◆ EXCERPTED TEXT
+ + + +

The Dirty Secret Of Artificial Soy Sauce
Share
Soy sauce, a pillar of Asian cuisine, may just be the world’s oldest produced condiment, dating back at least 2,500 years. The original Chinese method of production involves fermenting a mixture of soybeans, salt and wheat with a fungus from the Aspergillus family, either Aspergillus oryzae or Aspergillus soyae. These fungi produce enzymes that break down the proteins, fats and carbohydrates in soybeans into simpler, flavourful compounds. Some of these are amino acids, including glutamic acid, with a distinct taste, which goes under its Japanese name umami.
The Fungus enzymes do not break all the soy proteins down to individual amino acids. Some of the products are peptides, or small chains of amino acids that make a subtle contribution to taste. Salt-tolerant yeasts and lactic acid–producing bacteria are subsequently added to the fermenting mixture to bring out even more flavour. As an added bonus, fermentation produces a number of antioxidants. Indeed, real soy sauce is far richer in antioxidants than red wine.

+ + + +

◆ STUDY QUESTIONS
A – Rewrite the soy sauce passage from "The Fungus enzymes" down to "than red wine.", swapping "red wine" for "green tea".
B – Write the next part of the article on artificial soy sauce, picking up after its final sentence.

+ + + +

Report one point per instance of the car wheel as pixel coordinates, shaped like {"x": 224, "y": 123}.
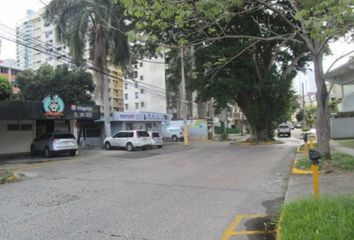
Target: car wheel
{"x": 108, "y": 146}
{"x": 33, "y": 151}
{"x": 129, "y": 147}
{"x": 47, "y": 152}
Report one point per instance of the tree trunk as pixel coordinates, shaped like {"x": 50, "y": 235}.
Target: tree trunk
{"x": 322, "y": 117}
{"x": 106, "y": 106}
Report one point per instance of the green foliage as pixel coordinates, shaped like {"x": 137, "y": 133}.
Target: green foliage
{"x": 326, "y": 218}
{"x": 74, "y": 86}
{"x": 258, "y": 80}
{"x": 5, "y": 88}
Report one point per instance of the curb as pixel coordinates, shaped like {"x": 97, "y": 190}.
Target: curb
{"x": 11, "y": 179}
{"x": 299, "y": 171}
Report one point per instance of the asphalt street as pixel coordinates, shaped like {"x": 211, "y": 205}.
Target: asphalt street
{"x": 177, "y": 192}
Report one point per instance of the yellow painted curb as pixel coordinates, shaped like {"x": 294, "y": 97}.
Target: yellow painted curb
{"x": 12, "y": 179}
{"x": 298, "y": 171}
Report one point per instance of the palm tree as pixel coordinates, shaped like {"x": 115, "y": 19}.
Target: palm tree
{"x": 98, "y": 26}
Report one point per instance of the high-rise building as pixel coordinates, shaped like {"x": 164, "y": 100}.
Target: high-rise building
{"x": 36, "y": 33}
{"x": 9, "y": 70}
{"x": 144, "y": 90}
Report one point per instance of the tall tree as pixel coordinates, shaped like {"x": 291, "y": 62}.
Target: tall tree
{"x": 5, "y": 88}
{"x": 99, "y": 25}
{"x": 315, "y": 23}
{"x": 75, "y": 86}
{"x": 258, "y": 79}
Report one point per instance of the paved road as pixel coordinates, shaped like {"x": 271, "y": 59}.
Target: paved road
{"x": 178, "y": 192}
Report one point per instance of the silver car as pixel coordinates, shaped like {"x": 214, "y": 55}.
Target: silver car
{"x": 51, "y": 143}
{"x": 156, "y": 139}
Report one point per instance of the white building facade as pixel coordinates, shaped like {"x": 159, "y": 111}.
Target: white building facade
{"x": 34, "y": 32}
{"x": 145, "y": 90}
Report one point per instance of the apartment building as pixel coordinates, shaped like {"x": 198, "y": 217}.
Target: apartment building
{"x": 145, "y": 89}
{"x": 9, "y": 70}
{"x": 38, "y": 34}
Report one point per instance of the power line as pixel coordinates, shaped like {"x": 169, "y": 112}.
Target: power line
{"x": 66, "y": 59}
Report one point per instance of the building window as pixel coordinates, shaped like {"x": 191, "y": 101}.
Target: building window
{"x": 13, "y": 127}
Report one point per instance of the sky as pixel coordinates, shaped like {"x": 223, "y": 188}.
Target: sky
{"x": 11, "y": 11}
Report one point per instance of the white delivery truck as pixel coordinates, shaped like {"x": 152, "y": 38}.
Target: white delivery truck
{"x": 172, "y": 132}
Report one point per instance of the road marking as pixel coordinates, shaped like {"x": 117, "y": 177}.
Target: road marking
{"x": 232, "y": 229}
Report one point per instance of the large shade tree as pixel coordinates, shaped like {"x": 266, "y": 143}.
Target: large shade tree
{"x": 74, "y": 86}
{"x": 100, "y": 27}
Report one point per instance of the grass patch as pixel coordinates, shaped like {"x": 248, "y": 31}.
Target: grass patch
{"x": 303, "y": 163}
{"x": 342, "y": 161}
{"x": 327, "y": 218}
{"x": 346, "y": 143}
{"x": 4, "y": 175}
{"x": 302, "y": 147}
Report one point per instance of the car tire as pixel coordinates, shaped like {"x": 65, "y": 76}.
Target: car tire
{"x": 33, "y": 151}
{"x": 47, "y": 152}
{"x": 129, "y": 147}
{"x": 108, "y": 146}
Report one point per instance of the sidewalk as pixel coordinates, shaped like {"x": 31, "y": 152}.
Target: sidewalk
{"x": 301, "y": 186}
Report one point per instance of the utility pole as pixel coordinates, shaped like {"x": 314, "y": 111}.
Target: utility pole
{"x": 184, "y": 99}
{"x": 303, "y": 107}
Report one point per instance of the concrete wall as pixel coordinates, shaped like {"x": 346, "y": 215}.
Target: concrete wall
{"x": 342, "y": 127}
{"x": 15, "y": 141}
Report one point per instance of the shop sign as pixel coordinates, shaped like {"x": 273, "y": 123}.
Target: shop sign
{"x": 53, "y": 106}
{"x": 121, "y": 116}
{"x": 82, "y": 111}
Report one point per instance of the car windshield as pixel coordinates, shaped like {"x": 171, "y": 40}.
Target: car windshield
{"x": 63, "y": 136}
{"x": 142, "y": 134}
{"x": 155, "y": 135}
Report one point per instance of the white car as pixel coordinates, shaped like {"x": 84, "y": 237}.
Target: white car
{"x": 284, "y": 129}
{"x": 129, "y": 139}
{"x": 54, "y": 142}
{"x": 174, "y": 133}
{"x": 156, "y": 139}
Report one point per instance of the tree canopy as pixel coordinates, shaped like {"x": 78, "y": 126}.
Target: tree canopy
{"x": 74, "y": 86}
{"x": 5, "y": 88}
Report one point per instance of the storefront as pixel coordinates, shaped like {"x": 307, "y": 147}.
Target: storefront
{"x": 144, "y": 120}
{"x": 21, "y": 122}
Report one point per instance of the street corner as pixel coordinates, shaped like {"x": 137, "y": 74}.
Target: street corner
{"x": 298, "y": 171}
{"x": 251, "y": 226}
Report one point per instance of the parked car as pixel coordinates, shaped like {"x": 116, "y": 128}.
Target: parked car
{"x": 129, "y": 139}
{"x": 156, "y": 139}
{"x": 284, "y": 129}
{"x": 174, "y": 133}
{"x": 55, "y": 142}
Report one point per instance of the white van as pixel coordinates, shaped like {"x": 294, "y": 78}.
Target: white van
{"x": 175, "y": 133}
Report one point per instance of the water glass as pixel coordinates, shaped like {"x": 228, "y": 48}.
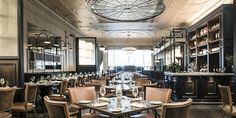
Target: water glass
{"x": 7, "y": 84}
{"x": 32, "y": 79}
{"x": 102, "y": 90}
{"x": 135, "y": 91}
{"x": 2, "y": 81}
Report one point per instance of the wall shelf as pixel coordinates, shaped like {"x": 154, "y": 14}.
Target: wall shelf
{"x": 212, "y": 34}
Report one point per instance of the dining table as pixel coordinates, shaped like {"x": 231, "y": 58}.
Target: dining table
{"x": 119, "y": 107}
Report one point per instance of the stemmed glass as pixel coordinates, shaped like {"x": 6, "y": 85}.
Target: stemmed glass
{"x": 2, "y": 81}
{"x": 33, "y": 79}
{"x": 135, "y": 91}
{"x": 102, "y": 90}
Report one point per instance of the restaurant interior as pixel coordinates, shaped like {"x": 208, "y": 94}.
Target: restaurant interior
{"x": 117, "y": 58}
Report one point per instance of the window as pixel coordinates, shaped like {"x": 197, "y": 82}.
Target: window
{"x": 136, "y": 58}
{"x": 86, "y": 52}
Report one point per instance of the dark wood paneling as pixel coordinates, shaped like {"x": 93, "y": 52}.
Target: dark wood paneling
{"x": 9, "y": 71}
{"x": 209, "y": 86}
{"x": 189, "y": 87}
{"x": 200, "y": 88}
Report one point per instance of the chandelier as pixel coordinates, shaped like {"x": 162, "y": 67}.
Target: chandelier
{"x": 126, "y": 10}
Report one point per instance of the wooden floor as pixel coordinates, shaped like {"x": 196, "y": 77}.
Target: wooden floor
{"x": 196, "y": 111}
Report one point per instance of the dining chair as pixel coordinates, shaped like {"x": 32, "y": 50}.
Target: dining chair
{"x": 96, "y": 85}
{"x": 158, "y": 94}
{"x": 83, "y": 93}
{"x": 5, "y": 115}
{"x": 63, "y": 89}
{"x": 56, "y": 109}
{"x": 226, "y": 98}
{"x": 176, "y": 110}
{"x": 72, "y": 82}
{"x": 6, "y": 101}
{"x": 79, "y": 81}
{"x": 155, "y": 94}
{"x": 29, "y": 100}
{"x": 141, "y": 82}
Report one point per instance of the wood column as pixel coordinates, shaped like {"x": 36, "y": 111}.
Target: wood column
{"x": 234, "y": 78}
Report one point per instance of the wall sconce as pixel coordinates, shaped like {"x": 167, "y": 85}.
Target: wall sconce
{"x": 36, "y": 42}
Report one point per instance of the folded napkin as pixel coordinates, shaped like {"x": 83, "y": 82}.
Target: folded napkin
{"x": 155, "y": 102}
{"x": 136, "y": 99}
{"x": 139, "y": 105}
{"x": 104, "y": 99}
{"x": 100, "y": 104}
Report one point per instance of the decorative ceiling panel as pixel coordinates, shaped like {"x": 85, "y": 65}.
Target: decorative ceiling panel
{"x": 178, "y": 13}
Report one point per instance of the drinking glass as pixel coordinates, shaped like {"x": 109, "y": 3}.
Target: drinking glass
{"x": 102, "y": 90}
{"x": 48, "y": 77}
{"x": 2, "y": 81}
{"x": 119, "y": 92}
{"x": 33, "y": 79}
{"x": 135, "y": 91}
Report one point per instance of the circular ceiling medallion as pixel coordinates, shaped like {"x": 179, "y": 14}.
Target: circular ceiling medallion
{"x": 127, "y": 10}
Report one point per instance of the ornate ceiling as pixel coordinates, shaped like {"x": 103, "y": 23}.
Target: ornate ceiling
{"x": 178, "y": 13}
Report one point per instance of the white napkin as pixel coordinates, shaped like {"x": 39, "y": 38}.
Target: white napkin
{"x": 100, "y": 104}
{"x": 155, "y": 102}
{"x": 104, "y": 99}
{"x": 136, "y": 104}
{"x": 136, "y": 99}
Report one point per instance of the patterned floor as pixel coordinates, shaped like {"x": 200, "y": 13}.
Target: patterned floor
{"x": 196, "y": 111}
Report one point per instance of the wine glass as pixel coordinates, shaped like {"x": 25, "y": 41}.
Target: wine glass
{"x": 2, "y": 81}
{"x": 135, "y": 91}
{"x": 33, "y": 79}
{"x": 102, "y": 90}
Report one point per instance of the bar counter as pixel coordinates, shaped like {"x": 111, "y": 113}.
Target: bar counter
{"x": 201, "y": 86}
{"x": 198, "y": 74}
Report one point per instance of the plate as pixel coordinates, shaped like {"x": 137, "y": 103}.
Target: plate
{"x": 84, "y": 101}
{"x": 155, "y": 102}
{"x": 116, "y": 110}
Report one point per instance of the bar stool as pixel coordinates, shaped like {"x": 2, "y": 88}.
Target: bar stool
{"x": 63, "y": 89}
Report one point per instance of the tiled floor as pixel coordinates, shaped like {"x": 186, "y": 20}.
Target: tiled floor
{"x": 196, "y": 111}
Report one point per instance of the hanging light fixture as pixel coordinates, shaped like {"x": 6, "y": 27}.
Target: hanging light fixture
{"x": 126, "y": 10}
{"x": 45, "y": 38}
{"x": 102, "y": 48}
{"x": 105, "y": 50}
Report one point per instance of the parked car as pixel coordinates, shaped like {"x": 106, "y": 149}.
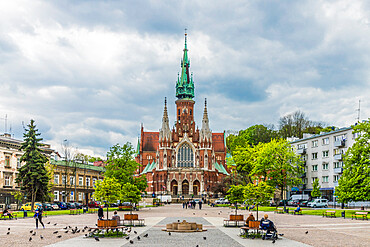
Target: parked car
{"x": 62, "y": 205}
{"x": 93, "y": 204}
{"x": 318, "y": 203}
{"x": 46, "y": 207}
{"x": 27, "y": 206}
{"x": 55, "y": 206}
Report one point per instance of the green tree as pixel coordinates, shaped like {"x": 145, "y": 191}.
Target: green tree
{"x": 130, "y": 193}
{"x": 315, "y": 189}
{"x": 33, "y": 176}
{"x": 258, "y": 194}
{"x": 278, "y": 165}
{"x": 122, "y": 166}
{"x": 354, "y": 184}
{"x": 107, "y": 190}
{"x": 236, "y": 195}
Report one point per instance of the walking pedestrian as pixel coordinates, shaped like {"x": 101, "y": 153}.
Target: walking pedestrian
{"x": 38, "y": 217}
{"x": 100, "y": 212}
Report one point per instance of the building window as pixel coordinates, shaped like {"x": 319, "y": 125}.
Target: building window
{"x": 315, "y": 143}
{"x": 56, "y": 195}
{"x": 325, "y": 166}
{"x": 185, "y": 156}
{"x": 7, "y": 161}
{"x": 314, "y": 156}
{"x": 56, "y": 179}
{"x": 8, "y": 179}
{"x": 325, "y": 141}
{"x": 72, "y": 180}
{"x": 19, "y": 163}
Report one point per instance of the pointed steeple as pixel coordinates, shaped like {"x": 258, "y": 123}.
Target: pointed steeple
{"x": 205, "y": 132}
{"x": 185, "y": 84}
{"x": 165, "y": 132}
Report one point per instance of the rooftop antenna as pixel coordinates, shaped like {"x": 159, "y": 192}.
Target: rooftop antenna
{"x": 359, "y": 111}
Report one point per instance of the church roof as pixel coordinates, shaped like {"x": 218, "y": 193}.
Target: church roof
{"x": 150, "y": 141}
{"x": 218, "y": 142}
{"x": 220, "y": 168}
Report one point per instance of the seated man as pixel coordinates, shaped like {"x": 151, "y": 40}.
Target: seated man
{"x": 116, "y": 217}
{"x": 267, "y": 224}
{"x": 7, "y": 213}
{"x": 250, "y": 218}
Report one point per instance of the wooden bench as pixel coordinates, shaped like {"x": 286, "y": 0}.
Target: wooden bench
{"x": 329, "y": 213}
{"x": 362, "y": 215}
{"x": 132, "y": 222}
{"x": 295, "y": 212}
{"x": 106, "y": 228}
{"x": 279, "y": 211}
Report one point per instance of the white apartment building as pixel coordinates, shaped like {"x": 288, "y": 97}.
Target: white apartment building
{"x": 323, "y": 158}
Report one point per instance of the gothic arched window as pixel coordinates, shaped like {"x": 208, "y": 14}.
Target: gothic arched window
{"x": 185, "y": 156}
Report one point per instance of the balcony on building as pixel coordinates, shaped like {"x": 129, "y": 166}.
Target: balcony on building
{"x": 340, "y": 143}
{"x": 338, "y": 156}
{"x": 338, "y": 170}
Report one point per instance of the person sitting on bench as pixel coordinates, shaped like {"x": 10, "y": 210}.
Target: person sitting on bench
{"x": 250, "y": 218}
{"x": 7, "y": 213}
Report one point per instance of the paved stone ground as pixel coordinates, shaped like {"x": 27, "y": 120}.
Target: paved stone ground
{"x": 321, "y": 231}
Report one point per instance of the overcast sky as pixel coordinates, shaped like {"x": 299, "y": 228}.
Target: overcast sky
{"x": 91, "y": 72}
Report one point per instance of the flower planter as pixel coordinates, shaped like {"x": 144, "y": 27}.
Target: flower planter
{"x": 107, "y": 223}
{"x": 131, "y": 216}
{"x": 237, "y": 217}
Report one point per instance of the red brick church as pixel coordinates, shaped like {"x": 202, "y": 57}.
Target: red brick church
{"x": 183, "y": 160}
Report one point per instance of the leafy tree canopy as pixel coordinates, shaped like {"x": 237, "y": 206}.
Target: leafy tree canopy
{"x": 354, "y": 184}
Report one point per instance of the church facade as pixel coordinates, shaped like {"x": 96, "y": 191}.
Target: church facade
{"x": 183, "y": 160}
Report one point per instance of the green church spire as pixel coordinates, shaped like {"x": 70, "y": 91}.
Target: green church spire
{"x": 185, "y": 84}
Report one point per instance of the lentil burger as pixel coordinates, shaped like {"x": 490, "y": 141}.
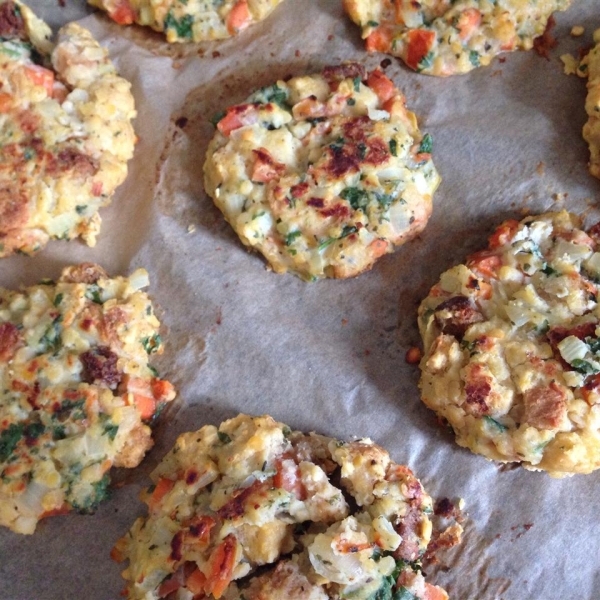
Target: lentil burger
{"x": 77, "y": 392}
{"x": 252, "y": 494}
{"x": 438, "y": 37}
{"x": 193, "y": 21}
{"x": 590, "y": 68}
{"x": 65, "y": 132}
{"x": 323, "y": 174}
{"x": 512, "y": 346}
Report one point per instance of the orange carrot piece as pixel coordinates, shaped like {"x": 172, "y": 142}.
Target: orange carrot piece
{"x": 41, "y": 76}
{"x": 239, "y": 17}
{"x": 378, "y": 248}
{"x": 485, "y": 264}
{"x": 381, "y": 85}
{"x": 468, "y": 21}
{"x": 420, "y": 42}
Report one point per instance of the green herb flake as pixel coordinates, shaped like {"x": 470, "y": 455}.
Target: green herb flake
{"x": 358, "y": 199}
{"x": 182, "y": 27}
{"x": 495, "y": 424}
{"x": 426, "y": 146}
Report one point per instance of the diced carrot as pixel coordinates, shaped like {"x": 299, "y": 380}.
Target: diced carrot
{"x": 222, "y": 562}
{"x": 122, "y": 13}
{"x": 5, "y": 102}
{"x": 432, "y": 592}
{"x": 381, "y": 85}
{"x": 163, "y": 487}
{"x": 162, "y": 390}
{"x": 41, "y": 76}
{"x": 145, "y": 404}
{"x": 195, "y": 582}
{"x": 485, "y": 264}
{"x": 379, "y": 40}
{"x": 378, "y": 248}
{"x": 504, "y": 233}
{"x": 239, "y": 17}
{"x": 420, "y": 42}
{"x": 468, "y": 21}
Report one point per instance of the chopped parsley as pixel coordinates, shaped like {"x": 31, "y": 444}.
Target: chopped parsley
{"x": 426, "y": 144}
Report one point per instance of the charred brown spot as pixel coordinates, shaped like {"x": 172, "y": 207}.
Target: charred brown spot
{"x": 100, "y": 366}
{"x": 11, "y": 21}
{"x": 456, "y": 315}
{"x": 9, "y": 341}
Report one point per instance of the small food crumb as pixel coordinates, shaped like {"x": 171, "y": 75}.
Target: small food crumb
{"x": 570, "y": 64}
{"x": 577, "y": 30}
{"x": 413, "y": 356}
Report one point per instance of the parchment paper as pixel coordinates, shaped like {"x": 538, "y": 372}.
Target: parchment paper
{"x": 327, "y": 356}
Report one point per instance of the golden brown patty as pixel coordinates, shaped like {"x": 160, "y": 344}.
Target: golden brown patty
{"x": 322, "y": 518}
{"x": 76, "y": 390}
{"x": 323, "y": 174}
{"x": 193, "y": 21}
{"x": 65, "y": 132}
{"x": 438, "y": 37}
{"x": 512, "y": 346}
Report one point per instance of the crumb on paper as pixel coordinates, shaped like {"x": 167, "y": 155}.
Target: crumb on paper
{"x": 413, "y": 355}
{"x": 570, "y": 64}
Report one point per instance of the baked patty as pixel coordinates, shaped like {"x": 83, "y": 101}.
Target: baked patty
{"x": 512, "y": 343}
{"x": 323, "y": 174}
{"x": 65, "y": 132}
{"x": 254, "y": 510}
{"x": 77, "y": 392}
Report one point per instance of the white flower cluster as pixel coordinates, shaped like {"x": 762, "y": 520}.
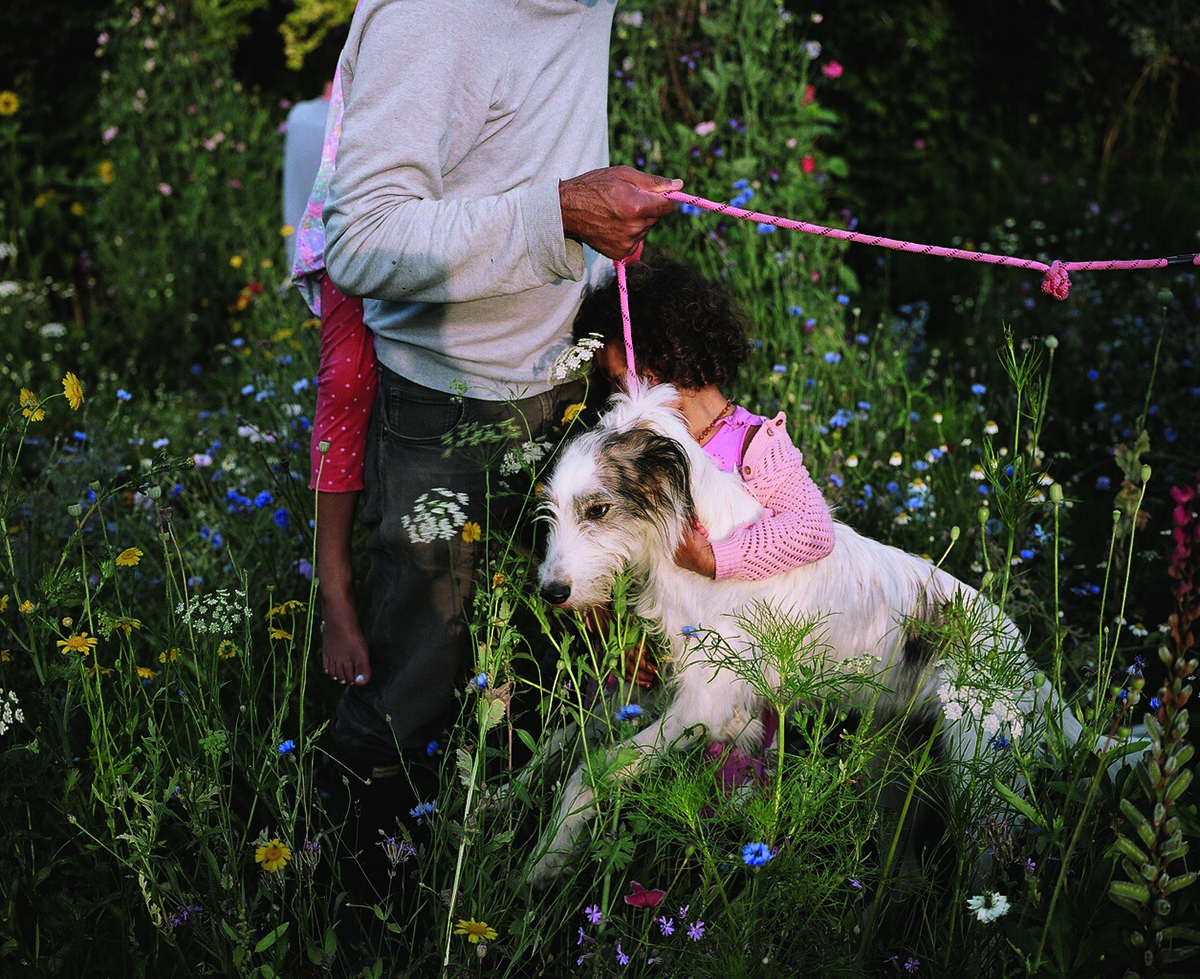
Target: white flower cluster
{"x": 570, "y": 362}
{"x": 10, "y": 712}
{"x": 436, "y": 515}
{"x": 527, "y": 454}
{"x": 989, "y": 906}
{"x": 216, "y": 613}
{"x": 988, "y": 708}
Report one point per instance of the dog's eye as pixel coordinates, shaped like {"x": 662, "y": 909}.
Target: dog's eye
{"x": 597, "y": 511}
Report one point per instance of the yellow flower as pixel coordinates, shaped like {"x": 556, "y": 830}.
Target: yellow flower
{"x": 274, "y": 856}
{"x": 475, "y": 931}
{"x": 81, "y": 644}
{"x": 286, "y": 608}
{"x": 73, "y": 390}
{"x": 30, "y": 407}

+ + + +

◆ ANSWER LIST
A –
The Fungus enzymes do not break all the soy proteins down to individual amino acids. Some of the products are peptides, or small chains of amino acids that make a subtle contribution to taste. Salt-tolerant yeasts and lactic acid–producing bacteria are subsequently added to the fermenting mixture to bring out even more flavour. As an added bonus, fermentation produces a number of antioxidants. Indeed, real soy sauce is far richer in antioxidants than green tea.

B –
The downside for producers and the reasons for its price is the fact that It takes months to produce traditional soy sauce. A cheaper, “artificial” version (with serious health consequences) can be produced in a day simply by adding hydrochloric acid to a defatted mash of soybeans, then neutralizing the acid with sodium carbonate. But this is a brutal method to break proteins down into individual amino acids with a flavour and aroma being quite different. Undesirable chemical compounds such as dimethyl sulphide and formic acid are also produced. The missing brown colour of fermentation products is simply solved by addition of caramel colouring. Sometimes, the artificial sauce is blended with some fermented sauce to produce a more acceptable product.
However, there is a bigger issue with the “chemical” soy sauce than just the muddled flavour. Hydrochloric acid hydrolyzes some residual fat in the soybeans into fatty acids and glycerol. The glycerol in turn reacts with the acid, and here is the glitch. These chloropropanols are suspected of having anti-fertility effects, of being carcinogens, and furthermore, 1,3-DCP is suspected of causing genetic damage that can be passed onto offspring. Some soy sauces produced by the acid method have been found to contain thousands of times more chloropropanols than is permitted.
This is why fermented soy sauces are higher in price and should be the only once you are using.